**Saved entries**
- - -

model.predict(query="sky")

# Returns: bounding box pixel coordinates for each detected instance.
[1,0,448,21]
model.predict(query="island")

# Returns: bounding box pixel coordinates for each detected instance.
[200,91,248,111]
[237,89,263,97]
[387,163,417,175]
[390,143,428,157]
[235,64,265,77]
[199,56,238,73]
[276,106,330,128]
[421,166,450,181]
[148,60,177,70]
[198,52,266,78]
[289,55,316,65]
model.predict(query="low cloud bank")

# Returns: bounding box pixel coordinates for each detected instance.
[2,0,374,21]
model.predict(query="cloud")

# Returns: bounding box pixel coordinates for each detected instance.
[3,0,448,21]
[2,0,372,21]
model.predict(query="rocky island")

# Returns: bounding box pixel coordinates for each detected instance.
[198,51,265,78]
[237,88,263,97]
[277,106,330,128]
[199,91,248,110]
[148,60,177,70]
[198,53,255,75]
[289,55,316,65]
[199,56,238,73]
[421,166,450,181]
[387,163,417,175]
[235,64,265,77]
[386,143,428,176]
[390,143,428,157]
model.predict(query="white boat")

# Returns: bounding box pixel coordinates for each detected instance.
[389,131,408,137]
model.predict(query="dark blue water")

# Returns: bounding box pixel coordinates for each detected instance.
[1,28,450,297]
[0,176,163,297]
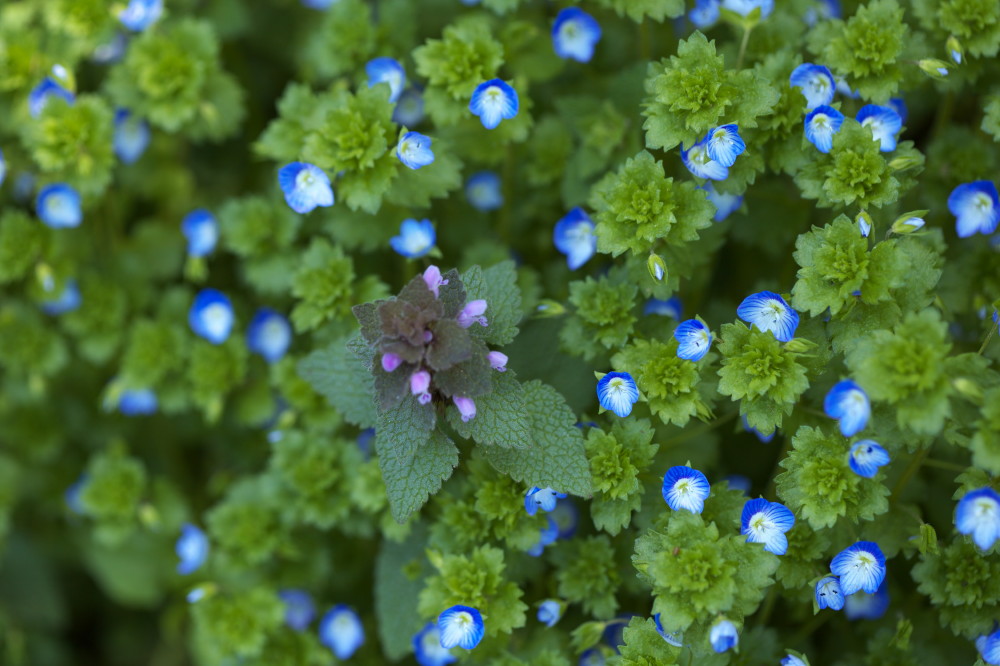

- - -

**ACTIVITY**
Across all the entries, count the lines that contain the word "predict" and give the number by itself.

**RESPONSE TO THIS TASK**
7